• **Stated exercise**: According to the text on family law arbitration, which Core Principle of the Central Practice Direction concerns prioritizing Dispute Resolution in property disputes?

• **Extracted text**:
Britt is a member of the Law Society of NSW, the Australian Institute of Family Law Arbitrators and Mediators, and the Family Law Section of the Law Council of Australia. Britt is appointed to the Legal Aid panel for General Family Law and the Independent Children’s Lawyer Panel. In addition to Family Law, Britt practices in Wills and Estates, and Conveyancing.

Our Process

Why Arbitration?

The Court encourages the use of Arbitration

In 2021 the Family Law system was updated and a Central Practice Direction was released. Core Principle 4 refers to the prioritisation of Dispute Resolution including private mediation, Family Dispute Resolution, Conciliation Conferences and Arbitration in property disputes for as many appropriate cases as possible. Core Principle 5 refers to the court encouraging the use of Dispute Resolution both prior to and after filing a court application. The court expects that even after filing at court, the parties will be proactive in identifying the appropriate time, and the appropriate way, in which they can participate in Dispute Resolution. You can attend Arbitration by consent pursuant to a court order during proceedings, or you can privately refer a matter to Arbitration without court proceedings.

Ability to tailor the process to meet your needs

Family Law disputes come in many different forms. Some people have millions of dollars to allocate between them and others have $50,000 or less. Some cases have a house, cars and superannuation. Other matters have complex financial arrangements involving multiple properties, businesses, and company and trust structures. Arbitration allows parties to choose a process that meets their particular needs.

• **Dataset content**:
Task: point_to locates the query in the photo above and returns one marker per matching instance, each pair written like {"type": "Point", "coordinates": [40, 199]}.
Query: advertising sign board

• **Written response**: Core Principle 4